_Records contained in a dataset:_
———

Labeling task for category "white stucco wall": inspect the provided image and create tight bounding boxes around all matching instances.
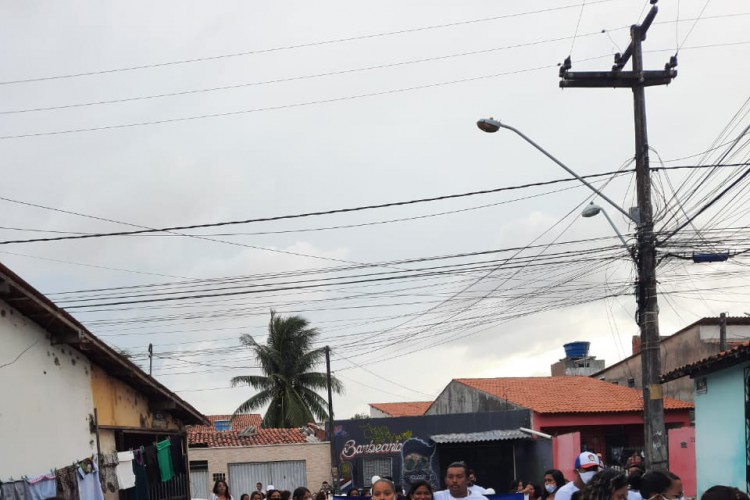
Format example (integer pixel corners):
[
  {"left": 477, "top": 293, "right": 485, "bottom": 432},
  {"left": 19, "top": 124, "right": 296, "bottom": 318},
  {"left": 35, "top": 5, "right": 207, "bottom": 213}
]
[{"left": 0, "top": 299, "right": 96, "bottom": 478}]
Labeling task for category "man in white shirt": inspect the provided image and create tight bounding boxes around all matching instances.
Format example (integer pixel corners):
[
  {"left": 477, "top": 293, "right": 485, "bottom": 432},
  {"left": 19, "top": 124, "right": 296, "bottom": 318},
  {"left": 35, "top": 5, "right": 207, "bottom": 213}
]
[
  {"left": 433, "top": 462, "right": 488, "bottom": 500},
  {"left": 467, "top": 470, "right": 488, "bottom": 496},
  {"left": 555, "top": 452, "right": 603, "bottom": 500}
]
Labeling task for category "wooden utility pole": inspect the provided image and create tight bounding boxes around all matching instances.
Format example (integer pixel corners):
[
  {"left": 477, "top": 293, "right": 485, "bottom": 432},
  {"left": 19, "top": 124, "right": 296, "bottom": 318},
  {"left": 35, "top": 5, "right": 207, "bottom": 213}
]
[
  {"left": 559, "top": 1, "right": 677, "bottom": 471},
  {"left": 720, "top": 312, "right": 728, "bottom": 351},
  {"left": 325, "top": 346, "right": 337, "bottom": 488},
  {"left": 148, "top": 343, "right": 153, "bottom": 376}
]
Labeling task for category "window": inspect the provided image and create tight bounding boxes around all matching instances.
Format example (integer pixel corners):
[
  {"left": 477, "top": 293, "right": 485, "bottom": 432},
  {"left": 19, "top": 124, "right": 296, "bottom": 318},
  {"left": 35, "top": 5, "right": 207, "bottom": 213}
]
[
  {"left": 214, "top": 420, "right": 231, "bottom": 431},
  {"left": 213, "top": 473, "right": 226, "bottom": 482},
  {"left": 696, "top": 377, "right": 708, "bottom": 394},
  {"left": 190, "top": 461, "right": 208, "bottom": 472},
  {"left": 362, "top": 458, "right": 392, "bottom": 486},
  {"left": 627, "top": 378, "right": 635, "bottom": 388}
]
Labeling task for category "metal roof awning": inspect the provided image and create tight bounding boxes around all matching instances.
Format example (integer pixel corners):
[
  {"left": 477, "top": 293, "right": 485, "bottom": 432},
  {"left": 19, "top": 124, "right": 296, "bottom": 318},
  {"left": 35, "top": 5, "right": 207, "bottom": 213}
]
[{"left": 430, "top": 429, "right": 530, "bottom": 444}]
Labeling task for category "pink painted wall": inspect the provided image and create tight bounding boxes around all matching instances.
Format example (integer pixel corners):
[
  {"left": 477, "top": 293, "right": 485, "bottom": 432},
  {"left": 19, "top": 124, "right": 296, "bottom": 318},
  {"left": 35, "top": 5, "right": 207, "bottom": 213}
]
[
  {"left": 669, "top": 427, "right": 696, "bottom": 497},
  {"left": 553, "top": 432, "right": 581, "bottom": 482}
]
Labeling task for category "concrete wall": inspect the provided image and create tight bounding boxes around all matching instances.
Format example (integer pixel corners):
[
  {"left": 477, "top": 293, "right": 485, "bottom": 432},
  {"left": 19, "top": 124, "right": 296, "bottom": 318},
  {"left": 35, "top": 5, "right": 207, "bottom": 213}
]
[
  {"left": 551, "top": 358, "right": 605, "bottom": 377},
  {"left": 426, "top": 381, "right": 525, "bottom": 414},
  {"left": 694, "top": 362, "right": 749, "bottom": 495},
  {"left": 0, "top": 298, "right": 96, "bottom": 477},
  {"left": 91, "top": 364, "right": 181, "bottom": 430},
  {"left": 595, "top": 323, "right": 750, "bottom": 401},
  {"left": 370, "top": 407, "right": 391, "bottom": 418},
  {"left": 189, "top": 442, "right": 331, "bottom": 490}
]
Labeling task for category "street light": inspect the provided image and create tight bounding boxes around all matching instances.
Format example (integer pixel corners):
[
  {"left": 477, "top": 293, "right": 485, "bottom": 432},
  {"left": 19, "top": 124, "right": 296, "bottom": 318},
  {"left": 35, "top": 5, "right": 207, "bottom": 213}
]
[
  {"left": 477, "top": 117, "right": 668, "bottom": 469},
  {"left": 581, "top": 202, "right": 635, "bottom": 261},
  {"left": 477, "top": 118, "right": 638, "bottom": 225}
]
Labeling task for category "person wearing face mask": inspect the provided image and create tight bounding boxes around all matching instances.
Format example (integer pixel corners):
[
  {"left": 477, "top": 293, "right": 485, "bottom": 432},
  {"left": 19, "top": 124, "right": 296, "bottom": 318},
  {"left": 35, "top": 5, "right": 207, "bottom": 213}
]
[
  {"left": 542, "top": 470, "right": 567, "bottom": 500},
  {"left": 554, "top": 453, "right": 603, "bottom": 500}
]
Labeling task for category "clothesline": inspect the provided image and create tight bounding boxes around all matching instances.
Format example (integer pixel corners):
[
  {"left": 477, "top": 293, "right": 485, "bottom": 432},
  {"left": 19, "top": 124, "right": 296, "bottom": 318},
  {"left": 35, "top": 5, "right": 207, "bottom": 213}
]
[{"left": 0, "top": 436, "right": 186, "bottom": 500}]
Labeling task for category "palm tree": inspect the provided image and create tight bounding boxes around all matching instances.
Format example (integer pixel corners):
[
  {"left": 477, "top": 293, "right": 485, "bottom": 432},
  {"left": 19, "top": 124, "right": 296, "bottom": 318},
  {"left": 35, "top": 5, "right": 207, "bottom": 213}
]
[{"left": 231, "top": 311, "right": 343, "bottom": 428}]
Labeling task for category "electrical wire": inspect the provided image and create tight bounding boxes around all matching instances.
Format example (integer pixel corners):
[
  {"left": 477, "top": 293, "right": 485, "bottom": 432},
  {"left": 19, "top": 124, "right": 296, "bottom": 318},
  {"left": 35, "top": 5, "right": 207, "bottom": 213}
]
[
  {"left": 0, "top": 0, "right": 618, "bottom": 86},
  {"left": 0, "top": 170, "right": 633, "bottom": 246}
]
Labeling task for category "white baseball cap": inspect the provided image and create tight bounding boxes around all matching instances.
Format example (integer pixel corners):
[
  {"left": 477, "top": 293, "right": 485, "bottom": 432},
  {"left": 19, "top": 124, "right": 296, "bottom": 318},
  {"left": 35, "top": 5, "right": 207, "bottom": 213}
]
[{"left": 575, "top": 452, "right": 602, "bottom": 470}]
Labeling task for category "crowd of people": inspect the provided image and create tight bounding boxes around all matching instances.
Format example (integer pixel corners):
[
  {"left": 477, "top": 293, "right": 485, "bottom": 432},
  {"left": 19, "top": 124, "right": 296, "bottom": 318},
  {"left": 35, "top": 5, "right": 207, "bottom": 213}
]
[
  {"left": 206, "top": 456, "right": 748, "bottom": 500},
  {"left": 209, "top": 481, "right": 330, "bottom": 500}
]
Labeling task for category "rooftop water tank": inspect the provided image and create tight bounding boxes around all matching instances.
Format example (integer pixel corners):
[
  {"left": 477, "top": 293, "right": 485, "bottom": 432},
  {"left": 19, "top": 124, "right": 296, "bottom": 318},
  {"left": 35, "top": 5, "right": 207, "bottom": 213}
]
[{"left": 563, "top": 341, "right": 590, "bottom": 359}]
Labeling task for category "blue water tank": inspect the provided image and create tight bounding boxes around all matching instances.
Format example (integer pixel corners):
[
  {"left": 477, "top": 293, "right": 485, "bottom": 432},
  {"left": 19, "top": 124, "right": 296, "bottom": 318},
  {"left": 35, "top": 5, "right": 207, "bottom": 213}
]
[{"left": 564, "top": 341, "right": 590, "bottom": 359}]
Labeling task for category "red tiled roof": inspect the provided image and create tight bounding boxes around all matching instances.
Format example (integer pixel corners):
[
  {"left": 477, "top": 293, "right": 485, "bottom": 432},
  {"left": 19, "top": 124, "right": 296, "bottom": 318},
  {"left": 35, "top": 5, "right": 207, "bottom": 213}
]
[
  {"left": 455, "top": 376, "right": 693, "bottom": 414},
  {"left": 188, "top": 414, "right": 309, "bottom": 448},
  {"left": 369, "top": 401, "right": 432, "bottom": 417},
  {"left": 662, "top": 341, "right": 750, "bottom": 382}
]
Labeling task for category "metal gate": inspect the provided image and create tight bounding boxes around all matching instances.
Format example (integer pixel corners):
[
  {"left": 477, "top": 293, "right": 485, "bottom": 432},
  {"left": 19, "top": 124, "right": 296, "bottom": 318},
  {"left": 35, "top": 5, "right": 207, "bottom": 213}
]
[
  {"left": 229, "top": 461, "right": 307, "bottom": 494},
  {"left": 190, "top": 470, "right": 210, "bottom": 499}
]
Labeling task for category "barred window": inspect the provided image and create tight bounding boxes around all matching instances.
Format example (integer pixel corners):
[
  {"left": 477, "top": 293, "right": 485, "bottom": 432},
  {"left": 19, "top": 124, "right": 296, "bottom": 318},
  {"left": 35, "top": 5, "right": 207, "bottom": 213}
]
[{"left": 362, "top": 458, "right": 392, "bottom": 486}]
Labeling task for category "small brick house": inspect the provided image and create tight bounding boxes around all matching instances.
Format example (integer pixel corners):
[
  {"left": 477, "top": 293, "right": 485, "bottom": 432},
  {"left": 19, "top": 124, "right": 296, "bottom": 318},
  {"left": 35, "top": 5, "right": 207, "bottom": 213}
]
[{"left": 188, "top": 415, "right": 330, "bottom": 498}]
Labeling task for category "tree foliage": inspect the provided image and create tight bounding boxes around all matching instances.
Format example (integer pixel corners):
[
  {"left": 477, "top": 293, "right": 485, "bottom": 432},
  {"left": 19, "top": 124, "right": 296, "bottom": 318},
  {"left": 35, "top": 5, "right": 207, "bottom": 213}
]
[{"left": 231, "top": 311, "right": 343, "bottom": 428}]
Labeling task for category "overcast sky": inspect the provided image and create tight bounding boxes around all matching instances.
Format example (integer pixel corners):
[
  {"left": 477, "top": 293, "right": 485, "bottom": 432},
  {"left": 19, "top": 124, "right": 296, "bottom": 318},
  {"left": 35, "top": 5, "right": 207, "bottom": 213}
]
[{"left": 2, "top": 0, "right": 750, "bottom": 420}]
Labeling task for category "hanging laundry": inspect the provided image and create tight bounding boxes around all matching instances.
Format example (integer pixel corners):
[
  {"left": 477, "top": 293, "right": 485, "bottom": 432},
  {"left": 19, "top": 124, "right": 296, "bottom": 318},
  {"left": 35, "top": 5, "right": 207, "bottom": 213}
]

———

_EXERCISE BRIEF:_ Count the lines above that contain the word "metal", and reply with only that number.

_RESPONSE TO THE TASK:_ 2